Record excerpts:

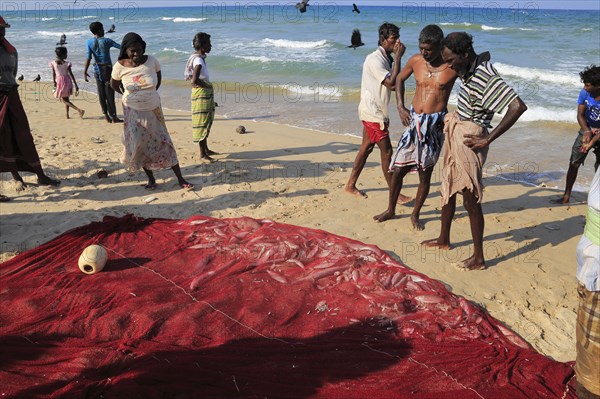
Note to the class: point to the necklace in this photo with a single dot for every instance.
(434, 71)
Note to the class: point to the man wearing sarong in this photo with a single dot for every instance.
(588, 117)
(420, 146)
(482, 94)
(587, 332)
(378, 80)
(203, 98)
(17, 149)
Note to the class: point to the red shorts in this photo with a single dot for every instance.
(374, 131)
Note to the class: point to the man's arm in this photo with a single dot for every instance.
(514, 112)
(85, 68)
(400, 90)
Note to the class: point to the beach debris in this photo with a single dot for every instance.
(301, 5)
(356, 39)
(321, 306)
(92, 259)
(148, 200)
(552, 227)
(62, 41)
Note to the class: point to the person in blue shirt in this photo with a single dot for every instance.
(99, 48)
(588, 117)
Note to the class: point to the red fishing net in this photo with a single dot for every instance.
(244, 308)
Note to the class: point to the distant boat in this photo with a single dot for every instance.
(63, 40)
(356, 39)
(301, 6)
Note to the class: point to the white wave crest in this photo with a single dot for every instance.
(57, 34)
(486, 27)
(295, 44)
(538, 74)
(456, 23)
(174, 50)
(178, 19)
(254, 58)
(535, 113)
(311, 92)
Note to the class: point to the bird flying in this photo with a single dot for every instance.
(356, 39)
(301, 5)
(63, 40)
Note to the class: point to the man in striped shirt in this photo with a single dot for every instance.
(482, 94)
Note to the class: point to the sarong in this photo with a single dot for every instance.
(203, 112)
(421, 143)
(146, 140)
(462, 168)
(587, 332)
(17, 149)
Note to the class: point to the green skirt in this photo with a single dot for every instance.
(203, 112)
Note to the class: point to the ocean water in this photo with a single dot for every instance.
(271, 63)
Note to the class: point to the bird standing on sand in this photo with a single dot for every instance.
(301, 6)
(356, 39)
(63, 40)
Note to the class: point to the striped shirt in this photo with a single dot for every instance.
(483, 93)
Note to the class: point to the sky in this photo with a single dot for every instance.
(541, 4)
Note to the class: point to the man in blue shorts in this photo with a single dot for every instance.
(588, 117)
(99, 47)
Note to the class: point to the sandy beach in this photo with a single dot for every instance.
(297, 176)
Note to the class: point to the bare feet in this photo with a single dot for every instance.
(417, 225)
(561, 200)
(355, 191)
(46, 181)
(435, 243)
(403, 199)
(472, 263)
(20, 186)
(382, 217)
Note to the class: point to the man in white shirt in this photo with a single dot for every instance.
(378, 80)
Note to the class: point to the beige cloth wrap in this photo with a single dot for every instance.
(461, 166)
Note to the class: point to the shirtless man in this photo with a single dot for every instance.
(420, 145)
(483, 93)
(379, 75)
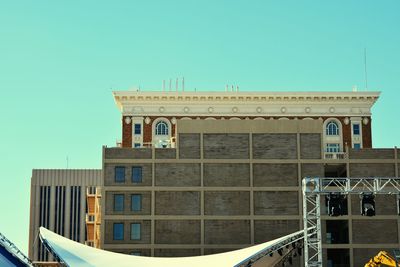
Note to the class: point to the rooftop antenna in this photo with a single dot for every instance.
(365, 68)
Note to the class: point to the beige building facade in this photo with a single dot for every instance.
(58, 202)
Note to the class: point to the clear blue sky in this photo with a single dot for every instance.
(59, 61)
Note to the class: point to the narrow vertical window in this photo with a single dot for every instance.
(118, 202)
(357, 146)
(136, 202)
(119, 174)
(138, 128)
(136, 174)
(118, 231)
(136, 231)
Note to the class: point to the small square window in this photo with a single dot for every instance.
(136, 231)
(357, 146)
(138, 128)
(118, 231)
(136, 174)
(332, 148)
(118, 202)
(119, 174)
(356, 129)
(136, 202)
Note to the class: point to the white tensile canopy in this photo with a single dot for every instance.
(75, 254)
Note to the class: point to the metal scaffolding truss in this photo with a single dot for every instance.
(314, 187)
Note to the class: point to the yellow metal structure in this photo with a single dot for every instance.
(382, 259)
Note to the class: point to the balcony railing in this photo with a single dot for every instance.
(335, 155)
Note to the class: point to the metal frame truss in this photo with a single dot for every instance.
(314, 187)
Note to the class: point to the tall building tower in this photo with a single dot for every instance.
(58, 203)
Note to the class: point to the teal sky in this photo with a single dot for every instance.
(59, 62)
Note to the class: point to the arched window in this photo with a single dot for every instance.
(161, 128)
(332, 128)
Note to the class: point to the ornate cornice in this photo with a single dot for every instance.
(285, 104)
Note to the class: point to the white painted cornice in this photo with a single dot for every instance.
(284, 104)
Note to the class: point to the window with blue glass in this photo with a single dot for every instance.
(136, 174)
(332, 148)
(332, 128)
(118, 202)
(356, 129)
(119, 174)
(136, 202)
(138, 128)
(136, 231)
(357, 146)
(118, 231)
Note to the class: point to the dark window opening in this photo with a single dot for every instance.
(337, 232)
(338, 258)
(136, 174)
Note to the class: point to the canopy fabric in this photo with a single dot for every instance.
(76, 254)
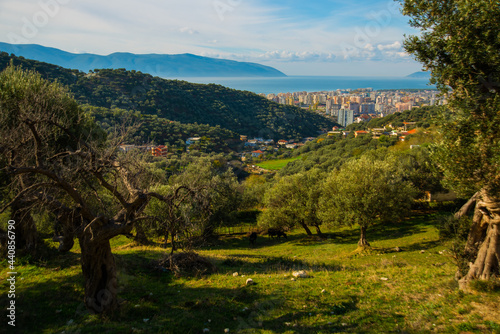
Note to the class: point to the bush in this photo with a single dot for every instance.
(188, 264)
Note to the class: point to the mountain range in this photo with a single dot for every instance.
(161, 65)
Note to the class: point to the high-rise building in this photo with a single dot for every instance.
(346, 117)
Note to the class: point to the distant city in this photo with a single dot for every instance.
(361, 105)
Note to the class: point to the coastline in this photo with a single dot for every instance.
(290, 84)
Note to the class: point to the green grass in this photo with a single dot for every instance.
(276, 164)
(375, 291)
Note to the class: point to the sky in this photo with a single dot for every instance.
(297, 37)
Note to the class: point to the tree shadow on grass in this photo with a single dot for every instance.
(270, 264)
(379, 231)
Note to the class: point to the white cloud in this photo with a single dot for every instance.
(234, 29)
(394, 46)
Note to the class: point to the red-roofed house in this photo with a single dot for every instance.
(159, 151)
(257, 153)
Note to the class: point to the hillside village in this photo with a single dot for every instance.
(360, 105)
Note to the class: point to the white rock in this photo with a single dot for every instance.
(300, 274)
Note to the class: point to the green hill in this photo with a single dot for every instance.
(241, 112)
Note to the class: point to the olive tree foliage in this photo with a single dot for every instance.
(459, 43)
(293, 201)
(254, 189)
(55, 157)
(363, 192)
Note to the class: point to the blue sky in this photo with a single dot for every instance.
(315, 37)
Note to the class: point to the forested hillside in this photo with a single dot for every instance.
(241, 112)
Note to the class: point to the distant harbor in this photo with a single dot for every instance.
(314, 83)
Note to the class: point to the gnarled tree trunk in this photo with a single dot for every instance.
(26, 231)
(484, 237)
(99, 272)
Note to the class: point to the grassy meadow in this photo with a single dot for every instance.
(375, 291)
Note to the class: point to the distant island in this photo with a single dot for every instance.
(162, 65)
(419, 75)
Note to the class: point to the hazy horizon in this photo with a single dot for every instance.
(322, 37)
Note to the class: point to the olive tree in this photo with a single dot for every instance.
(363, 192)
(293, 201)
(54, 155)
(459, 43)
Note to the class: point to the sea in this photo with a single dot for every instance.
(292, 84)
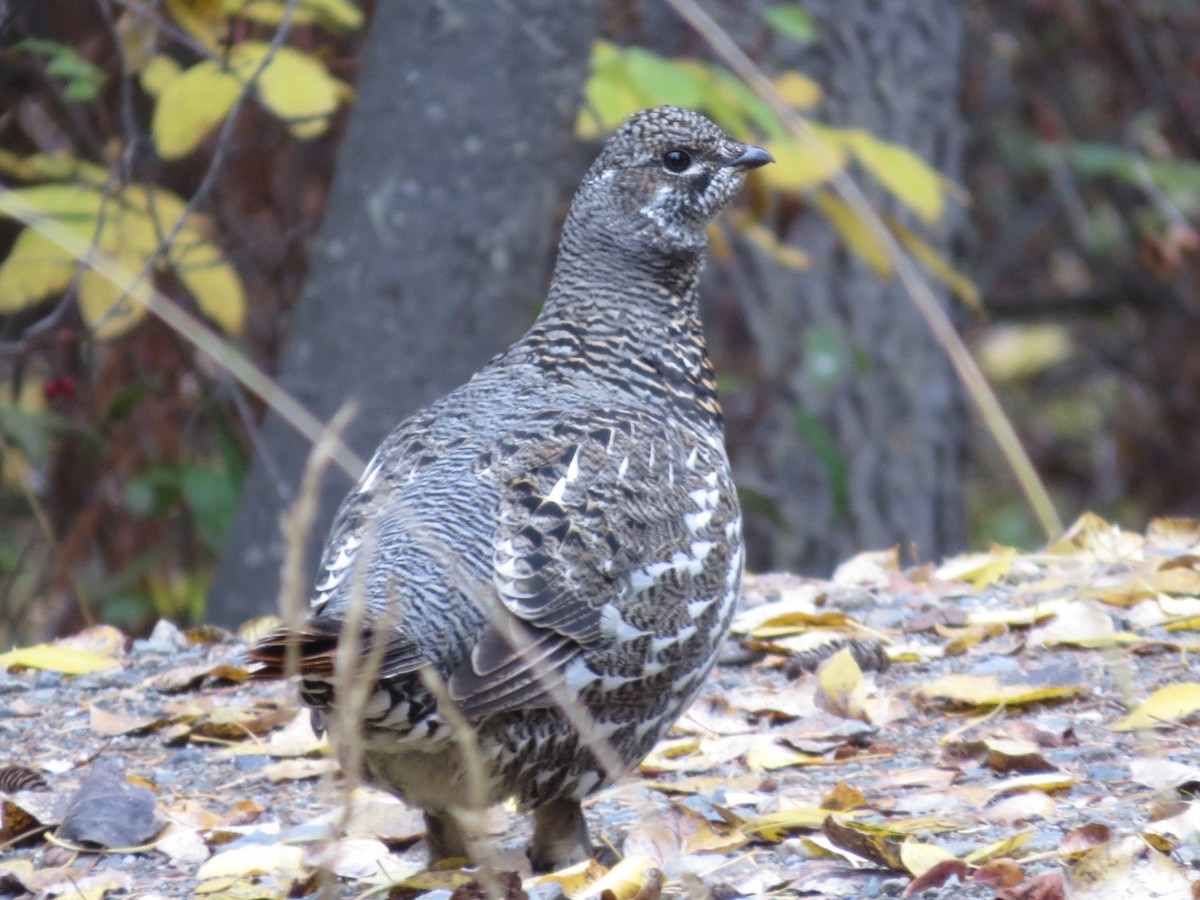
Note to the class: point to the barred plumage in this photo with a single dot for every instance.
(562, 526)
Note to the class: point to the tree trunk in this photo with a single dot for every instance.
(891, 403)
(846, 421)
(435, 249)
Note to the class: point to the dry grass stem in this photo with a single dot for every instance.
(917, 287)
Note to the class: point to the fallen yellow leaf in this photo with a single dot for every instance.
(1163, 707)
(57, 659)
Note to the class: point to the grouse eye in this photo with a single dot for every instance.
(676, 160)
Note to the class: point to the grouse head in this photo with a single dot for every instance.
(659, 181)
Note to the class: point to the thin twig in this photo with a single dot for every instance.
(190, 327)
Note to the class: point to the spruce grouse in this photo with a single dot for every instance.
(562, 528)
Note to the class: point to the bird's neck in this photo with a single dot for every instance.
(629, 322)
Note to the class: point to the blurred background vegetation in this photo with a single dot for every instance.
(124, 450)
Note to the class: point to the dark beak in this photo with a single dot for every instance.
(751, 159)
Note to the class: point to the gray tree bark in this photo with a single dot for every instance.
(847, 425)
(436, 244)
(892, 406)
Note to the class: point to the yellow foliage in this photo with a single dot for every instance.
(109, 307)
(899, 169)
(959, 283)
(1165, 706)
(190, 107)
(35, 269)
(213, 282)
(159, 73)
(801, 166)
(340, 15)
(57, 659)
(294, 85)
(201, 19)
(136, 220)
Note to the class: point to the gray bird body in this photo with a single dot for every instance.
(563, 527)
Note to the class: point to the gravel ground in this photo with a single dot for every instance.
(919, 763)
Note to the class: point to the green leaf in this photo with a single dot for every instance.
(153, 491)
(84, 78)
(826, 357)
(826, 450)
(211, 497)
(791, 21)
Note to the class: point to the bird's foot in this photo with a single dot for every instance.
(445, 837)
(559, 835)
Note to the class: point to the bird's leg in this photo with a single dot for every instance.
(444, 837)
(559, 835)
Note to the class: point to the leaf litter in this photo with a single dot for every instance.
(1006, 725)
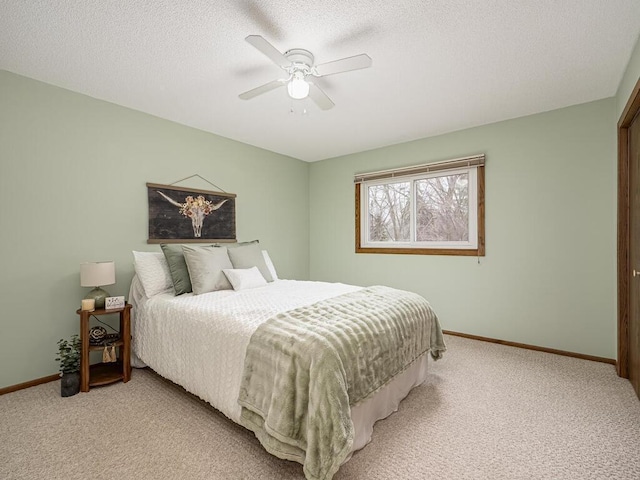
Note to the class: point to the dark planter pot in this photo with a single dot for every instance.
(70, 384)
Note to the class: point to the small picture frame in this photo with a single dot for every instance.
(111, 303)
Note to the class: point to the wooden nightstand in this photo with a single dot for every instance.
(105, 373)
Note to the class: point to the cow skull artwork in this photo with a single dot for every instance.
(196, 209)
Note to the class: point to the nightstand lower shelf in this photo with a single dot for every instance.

Exercise objective: Transcribe only the lines from the line holding "Note to the class: point to the gravel" to the final line of the listing above. Keep them exact, include both ends, and skip the pictures.

Exercise output:
Note to the class: point to the gravel ground in this photo with a single dot for every instance.
(919, 763)
Note to the class: point to the green leaf in this photo with a single dot for every instance.
(153, 491)
(84, 78)
(826, 357)
(826, 450)
(211, 497)
(791, 21)
Note to the class: point to the bird's foot in this photo with a single dot for every instance.
(445, 837)
(559, 835)
Note to the class: point to the bird's leg in this photo with a single dot for every instance.
(444, 837)
(559, 835)
Note to the class: point to the leaf litter in this photo with a single dot for every instance.
(1006, 725)
Note to the class: point to the dark planter pot in this photo with a single dot for every instance.
(70, 384)
Note to the class: point to the small picture frame in this photo with a single dot for every instance.
(111, 303)
Note to the class: point to the wooden nightstand in this photo with a single dot for every instance.
(105, 373)
Note to the class: point to the cow skull artwork in this photo with a single dot for every instance.
(196, 209)
Note to the class: point to the nightstand lower shelf in this photo with a single dot for every instance.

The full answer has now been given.